From the data that follows, copy every line holding the string "below".

▸ Records from a data source
• • • •
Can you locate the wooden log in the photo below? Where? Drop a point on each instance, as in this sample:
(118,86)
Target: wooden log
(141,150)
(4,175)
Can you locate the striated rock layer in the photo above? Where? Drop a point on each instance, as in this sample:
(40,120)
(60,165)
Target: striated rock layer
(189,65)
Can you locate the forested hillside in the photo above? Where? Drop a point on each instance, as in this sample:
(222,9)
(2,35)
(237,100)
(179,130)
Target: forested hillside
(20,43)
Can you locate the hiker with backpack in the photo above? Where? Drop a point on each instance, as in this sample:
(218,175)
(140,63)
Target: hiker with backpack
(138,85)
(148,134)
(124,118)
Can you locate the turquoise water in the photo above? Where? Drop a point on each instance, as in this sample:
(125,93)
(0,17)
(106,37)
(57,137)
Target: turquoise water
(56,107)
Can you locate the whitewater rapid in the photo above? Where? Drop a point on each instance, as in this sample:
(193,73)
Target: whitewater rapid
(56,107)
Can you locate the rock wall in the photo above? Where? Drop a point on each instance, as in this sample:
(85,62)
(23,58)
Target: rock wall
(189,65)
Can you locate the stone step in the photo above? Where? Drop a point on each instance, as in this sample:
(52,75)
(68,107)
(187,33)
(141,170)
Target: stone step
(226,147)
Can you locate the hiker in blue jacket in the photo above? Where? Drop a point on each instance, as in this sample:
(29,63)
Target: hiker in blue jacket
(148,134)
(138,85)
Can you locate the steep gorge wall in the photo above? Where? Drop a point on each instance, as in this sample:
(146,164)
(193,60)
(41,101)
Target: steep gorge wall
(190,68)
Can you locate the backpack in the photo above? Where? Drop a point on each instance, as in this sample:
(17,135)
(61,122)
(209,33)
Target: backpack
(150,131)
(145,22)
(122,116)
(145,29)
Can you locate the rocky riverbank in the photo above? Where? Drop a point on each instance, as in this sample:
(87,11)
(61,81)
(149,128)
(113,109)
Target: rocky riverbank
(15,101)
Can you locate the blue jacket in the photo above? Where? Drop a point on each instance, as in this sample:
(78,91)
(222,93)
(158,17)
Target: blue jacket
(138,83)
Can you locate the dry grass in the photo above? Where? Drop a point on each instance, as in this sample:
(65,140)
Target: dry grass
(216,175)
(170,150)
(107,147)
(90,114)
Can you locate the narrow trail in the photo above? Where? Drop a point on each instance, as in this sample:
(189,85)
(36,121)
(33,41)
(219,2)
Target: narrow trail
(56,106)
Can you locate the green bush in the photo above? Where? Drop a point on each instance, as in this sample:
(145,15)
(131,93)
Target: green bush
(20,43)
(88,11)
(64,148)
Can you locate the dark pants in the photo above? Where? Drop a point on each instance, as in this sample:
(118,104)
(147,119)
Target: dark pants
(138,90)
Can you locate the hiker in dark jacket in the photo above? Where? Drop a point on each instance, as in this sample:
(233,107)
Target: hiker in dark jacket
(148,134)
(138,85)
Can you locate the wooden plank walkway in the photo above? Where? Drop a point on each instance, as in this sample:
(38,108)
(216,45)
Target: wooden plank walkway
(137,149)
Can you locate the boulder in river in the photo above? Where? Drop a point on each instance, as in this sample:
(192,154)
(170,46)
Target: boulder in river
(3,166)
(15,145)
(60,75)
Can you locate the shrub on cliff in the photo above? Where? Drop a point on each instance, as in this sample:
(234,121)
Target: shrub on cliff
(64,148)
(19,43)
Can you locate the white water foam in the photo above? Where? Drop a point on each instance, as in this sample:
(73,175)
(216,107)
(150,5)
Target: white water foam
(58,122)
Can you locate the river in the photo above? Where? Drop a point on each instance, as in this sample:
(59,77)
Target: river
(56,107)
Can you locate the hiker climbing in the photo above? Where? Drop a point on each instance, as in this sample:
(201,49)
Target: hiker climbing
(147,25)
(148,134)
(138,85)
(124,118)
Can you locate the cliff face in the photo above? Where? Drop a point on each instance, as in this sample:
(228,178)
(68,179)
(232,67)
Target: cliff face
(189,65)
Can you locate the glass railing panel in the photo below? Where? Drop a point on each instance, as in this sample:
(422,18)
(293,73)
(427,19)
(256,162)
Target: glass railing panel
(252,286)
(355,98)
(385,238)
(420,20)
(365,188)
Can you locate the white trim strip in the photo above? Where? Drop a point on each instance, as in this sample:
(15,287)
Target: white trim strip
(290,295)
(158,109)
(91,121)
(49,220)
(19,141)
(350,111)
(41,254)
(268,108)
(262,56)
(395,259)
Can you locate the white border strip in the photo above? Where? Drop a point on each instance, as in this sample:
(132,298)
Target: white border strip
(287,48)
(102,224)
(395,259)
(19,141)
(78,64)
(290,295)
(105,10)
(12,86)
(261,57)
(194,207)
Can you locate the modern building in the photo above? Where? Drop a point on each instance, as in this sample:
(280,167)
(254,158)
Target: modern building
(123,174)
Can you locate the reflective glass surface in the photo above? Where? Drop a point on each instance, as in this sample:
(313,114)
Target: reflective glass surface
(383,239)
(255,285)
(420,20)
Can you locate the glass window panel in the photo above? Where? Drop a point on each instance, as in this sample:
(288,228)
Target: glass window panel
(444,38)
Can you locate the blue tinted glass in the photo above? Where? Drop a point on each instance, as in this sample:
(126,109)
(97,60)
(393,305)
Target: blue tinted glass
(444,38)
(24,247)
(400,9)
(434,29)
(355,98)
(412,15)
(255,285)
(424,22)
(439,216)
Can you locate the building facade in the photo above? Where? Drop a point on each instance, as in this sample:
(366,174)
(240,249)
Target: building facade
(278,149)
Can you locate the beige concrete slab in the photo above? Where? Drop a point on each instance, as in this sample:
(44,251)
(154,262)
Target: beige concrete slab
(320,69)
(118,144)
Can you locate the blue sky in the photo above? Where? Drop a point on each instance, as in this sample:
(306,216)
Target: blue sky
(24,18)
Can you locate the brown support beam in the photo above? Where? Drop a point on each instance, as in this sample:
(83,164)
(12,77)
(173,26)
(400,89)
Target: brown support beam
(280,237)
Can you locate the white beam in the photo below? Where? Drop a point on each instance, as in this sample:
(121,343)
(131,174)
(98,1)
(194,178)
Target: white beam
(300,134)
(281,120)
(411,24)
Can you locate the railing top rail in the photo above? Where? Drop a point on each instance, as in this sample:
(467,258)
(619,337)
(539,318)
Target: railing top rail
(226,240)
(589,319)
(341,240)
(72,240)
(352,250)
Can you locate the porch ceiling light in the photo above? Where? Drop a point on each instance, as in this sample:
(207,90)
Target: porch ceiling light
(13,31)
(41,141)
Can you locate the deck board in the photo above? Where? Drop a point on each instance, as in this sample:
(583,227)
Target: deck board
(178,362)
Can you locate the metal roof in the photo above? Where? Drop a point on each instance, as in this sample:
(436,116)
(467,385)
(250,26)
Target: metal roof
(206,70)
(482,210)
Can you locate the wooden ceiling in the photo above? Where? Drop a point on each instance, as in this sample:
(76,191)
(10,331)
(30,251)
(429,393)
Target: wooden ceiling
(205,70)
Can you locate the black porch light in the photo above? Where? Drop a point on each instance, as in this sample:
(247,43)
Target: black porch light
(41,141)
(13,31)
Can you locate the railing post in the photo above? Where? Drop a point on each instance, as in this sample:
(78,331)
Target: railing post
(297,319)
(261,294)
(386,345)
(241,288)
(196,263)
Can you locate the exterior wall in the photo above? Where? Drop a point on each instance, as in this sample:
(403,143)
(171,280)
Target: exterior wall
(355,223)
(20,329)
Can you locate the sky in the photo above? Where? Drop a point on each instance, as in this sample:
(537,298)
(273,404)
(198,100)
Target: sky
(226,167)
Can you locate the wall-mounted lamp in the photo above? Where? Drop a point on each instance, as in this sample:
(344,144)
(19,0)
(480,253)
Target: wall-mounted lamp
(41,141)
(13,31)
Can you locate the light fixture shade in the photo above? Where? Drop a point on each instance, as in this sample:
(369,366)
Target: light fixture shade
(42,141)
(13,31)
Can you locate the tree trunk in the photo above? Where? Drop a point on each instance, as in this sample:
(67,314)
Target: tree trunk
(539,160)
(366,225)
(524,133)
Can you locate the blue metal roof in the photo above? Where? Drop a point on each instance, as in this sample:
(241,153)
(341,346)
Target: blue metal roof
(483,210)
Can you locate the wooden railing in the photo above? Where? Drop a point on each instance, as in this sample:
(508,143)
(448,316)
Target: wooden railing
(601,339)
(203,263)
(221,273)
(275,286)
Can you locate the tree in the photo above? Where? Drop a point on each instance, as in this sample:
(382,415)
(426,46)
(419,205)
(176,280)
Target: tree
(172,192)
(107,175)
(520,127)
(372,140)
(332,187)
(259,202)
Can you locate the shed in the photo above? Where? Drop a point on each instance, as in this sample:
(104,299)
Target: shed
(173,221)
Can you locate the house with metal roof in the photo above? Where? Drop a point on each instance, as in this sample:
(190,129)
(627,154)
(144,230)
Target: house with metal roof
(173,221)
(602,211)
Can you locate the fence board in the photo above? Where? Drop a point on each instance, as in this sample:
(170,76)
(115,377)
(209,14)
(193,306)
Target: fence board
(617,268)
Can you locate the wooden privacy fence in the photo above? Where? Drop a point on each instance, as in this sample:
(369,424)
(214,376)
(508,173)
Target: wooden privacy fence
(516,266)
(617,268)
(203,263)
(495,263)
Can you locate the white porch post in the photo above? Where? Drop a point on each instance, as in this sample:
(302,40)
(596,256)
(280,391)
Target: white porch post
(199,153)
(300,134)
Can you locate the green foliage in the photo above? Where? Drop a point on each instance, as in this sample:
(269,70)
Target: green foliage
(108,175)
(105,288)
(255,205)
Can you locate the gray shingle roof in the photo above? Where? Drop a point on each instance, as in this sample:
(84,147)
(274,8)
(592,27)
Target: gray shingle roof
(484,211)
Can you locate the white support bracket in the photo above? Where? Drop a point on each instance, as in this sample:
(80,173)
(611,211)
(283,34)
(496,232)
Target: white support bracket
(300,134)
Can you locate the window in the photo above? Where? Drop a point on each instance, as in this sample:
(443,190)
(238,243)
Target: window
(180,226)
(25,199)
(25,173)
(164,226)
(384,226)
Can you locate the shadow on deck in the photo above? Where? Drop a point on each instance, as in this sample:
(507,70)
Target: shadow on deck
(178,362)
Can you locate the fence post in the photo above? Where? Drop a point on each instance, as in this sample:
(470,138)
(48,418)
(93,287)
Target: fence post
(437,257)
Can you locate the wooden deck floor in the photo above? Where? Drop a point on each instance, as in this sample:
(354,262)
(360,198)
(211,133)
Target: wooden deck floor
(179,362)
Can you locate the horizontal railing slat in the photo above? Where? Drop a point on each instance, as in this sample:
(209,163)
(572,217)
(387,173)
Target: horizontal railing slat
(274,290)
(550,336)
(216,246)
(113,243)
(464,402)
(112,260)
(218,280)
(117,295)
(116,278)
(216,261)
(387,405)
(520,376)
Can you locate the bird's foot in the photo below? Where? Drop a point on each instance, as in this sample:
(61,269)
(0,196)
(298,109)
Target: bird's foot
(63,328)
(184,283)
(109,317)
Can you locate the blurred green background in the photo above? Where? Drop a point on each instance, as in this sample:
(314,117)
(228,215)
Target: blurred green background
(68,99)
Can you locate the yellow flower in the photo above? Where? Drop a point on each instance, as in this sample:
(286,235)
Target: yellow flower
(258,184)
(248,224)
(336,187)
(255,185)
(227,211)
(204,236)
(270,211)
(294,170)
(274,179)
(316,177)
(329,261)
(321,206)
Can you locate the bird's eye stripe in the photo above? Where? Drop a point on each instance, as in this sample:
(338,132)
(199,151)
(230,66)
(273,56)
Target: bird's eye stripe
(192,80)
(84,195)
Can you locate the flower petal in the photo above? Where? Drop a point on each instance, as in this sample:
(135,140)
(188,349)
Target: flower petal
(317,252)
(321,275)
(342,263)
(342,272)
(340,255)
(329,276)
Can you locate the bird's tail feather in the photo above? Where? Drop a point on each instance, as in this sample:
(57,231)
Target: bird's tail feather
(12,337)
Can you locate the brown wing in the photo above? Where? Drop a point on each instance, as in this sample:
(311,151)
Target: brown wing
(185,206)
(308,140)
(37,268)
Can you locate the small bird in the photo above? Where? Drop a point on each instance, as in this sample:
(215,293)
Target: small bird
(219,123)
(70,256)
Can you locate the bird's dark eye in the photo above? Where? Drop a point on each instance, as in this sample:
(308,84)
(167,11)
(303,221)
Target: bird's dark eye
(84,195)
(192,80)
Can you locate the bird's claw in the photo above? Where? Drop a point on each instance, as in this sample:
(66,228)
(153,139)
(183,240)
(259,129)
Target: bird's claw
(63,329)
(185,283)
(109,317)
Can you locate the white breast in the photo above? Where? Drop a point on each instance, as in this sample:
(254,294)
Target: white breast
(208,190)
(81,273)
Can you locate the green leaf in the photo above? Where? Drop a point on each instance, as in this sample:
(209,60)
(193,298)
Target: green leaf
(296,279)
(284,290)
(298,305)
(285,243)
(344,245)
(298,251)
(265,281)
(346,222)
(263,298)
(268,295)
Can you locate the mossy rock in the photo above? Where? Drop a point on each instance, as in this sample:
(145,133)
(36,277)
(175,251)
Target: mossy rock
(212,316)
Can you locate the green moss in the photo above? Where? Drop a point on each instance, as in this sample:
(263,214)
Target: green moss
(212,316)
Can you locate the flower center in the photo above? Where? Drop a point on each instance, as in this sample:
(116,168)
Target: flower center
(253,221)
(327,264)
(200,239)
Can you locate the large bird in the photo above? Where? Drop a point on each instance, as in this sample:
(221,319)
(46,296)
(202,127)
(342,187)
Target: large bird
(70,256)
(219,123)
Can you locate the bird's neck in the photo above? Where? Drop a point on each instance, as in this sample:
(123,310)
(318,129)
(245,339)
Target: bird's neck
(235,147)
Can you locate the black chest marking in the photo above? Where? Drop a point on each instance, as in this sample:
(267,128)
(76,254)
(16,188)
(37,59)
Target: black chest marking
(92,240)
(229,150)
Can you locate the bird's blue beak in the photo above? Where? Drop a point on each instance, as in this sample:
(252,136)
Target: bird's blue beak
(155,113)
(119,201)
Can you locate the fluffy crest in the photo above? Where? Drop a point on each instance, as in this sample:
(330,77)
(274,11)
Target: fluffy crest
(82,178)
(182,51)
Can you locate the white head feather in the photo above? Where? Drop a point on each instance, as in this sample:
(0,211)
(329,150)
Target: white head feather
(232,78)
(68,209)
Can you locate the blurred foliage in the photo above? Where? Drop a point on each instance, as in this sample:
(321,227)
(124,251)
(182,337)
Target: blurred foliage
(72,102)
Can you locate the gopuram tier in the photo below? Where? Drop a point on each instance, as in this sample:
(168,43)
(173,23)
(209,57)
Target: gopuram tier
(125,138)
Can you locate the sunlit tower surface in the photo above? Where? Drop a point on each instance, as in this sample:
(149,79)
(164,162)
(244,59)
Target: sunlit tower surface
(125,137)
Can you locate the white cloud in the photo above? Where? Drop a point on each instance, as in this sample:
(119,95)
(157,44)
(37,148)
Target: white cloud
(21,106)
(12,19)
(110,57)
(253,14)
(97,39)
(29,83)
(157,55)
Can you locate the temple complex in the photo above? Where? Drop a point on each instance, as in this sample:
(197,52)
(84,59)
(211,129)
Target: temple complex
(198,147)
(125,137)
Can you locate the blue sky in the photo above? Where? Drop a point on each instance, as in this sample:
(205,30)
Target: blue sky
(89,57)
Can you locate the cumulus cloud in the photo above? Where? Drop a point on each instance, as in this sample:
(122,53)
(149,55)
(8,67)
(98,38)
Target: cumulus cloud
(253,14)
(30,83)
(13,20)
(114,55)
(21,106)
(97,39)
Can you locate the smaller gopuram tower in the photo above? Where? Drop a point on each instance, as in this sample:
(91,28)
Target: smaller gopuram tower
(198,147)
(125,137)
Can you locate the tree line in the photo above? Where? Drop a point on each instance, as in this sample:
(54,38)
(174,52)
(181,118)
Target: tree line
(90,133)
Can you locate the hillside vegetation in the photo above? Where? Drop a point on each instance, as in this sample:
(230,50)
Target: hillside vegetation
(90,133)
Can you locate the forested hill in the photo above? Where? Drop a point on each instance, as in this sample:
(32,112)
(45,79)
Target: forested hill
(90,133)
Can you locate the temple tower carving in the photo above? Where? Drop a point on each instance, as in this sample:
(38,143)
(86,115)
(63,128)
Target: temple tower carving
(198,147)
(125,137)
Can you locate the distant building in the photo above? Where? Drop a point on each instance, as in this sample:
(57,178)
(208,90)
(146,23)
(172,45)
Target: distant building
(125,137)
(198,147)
• • • •
▸ EXERCISE ANSWER
Can you locate the wooden log in the photo below? Where? Drop a point on each instance, as in this sample:
Can you locate the glass railing panel in the photo below? Where? Drop a point on each instance, as in this sample:
Can you locate the white beam in the photo below? Where? Drop a point on each instance, as in this sample:
Can you locate the bird's foot in the photo below? Where? Drop a point on each instance, as in this sample:
Can you locate the gopuram tier in the photo below? Where? Drop a point on each instance, as in this sample:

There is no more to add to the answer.